Exercises:
A - In the bug thread on using the Wikipedia API, rewrite the passage from "GNOME Bugzilla –" to "on the Internet.", changing "UrlEncode" to "URL-encode".
B - List every web address that appears in the bug thread on using the Wikipedia API.
C - Using the bug thread on the Wikipedia API, answer the following:
(i) When was the page last modified?
(ii) Which bug number would be solved by URL-encoding the question?
(iii) What share of ambiguity problems does the writer guess that checking categories would remove?

## Start Reading text

GNOME Bugzilla – Bug 611841
Wikipedia: Use API
Last modified: 2020-03-17 08:46:30 UTC
WikiMedia Software offers an API to access the data, why not use this? e.g. - The different languages that are available: http://en.wikipedia.org/w/api.php?action=sitematrix - We could start a search via api: like http://en.wikipedia.org/w/api.php?action=opensearch&search=AC%2fDC - Which leads to the next, #582858 would be solved because we could UrlEncode the Question. Then we could open the right Page. More doc about API here: http://en.wikipedia.org/w/api.php
The downside of this is it requires two GET requests, right? One to search via the api, and another to actually get the article?
I think you will find that GET requests are common on the Internet.
Or even more (but I don't think that's a real problem. Even if there is a picture in the article it needs a new request. So it would be as if there was one more). The plus: the urls aren't guessed. Although guessing works quite good. We could also check the categories for something like music or check if they are somehow in the top category Music (in German is also such a top category, so it should be translatable) , this would remove I think 80 % (guess) of problems with ambiguity. Like (AC DC for Band and http://en.wikipedia.org/wiki/AC/DC_%28disambiguation%29) even if in the case of ACDC the wiki chooses the right article. I wouldn't integrate now, but keep it on a thing to do in the nearer future. Of course your choice :D but it would increase the quality of the Output. The question is, is it a real problem (the quality) or just something I'm building up in my mind. The absolute wow would be if we could parse the Infoboxes on the wikipedia and get Information out of it, removing the cluttered Webpage and creating an information pane, stuffed with information from the Wiki (I'm looking forward for a semantic web :D) So a little bit answer and a little bit dreaming, Samuel p.s. thx for changing importance, submitted to fast. :)

## End Reading text
## Start Source excerpt

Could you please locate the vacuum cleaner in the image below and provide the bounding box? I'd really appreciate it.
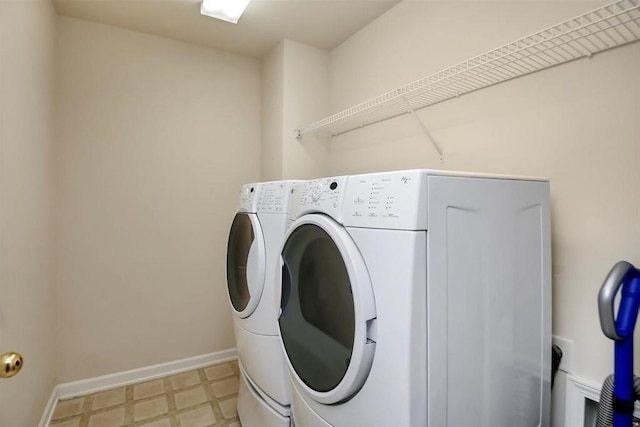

## End Source excerpt

Responses per task:
A -
GNOME Bugzilla – Bug 611841
Wikipedia: Use API
Last modified: 2020-03-17 08:46:30 UTC
WikiMedia Software offers an API to access the data, why not use this? e.g. - The different languages that are available: http://en.wikipedia.org/w/api.php?action=sitematrix - We could start a search via api: like http://en.wikipedia.org/w/api.php?action=opensearch&search=AC%2fDC - Which leads to the next, #582858 would be solved because we could URL-encode the Question. Then we could open the right Page. More doc about API here: http://en.wikipedia.org/w/api.php
The downside of this is it requires two GET requests, right? One to search via the api, and another to actually get the article?
I think you will find that GET requests are common on the Internet.

B -
http://en.wikipedia.org/w/api.php?action=sitematrix
http://en.wikipedia.org/w/api.php?action=opensearch&search=AC%2fDC
http://en.wikipedia.org/w/api.php
http://en.wikipedia.org/wiki/AC/DC_%28disambiguation%29

C -
(i) 2020-03-17 08:46:30 UTC
(ii) #582858
(iii) 80 %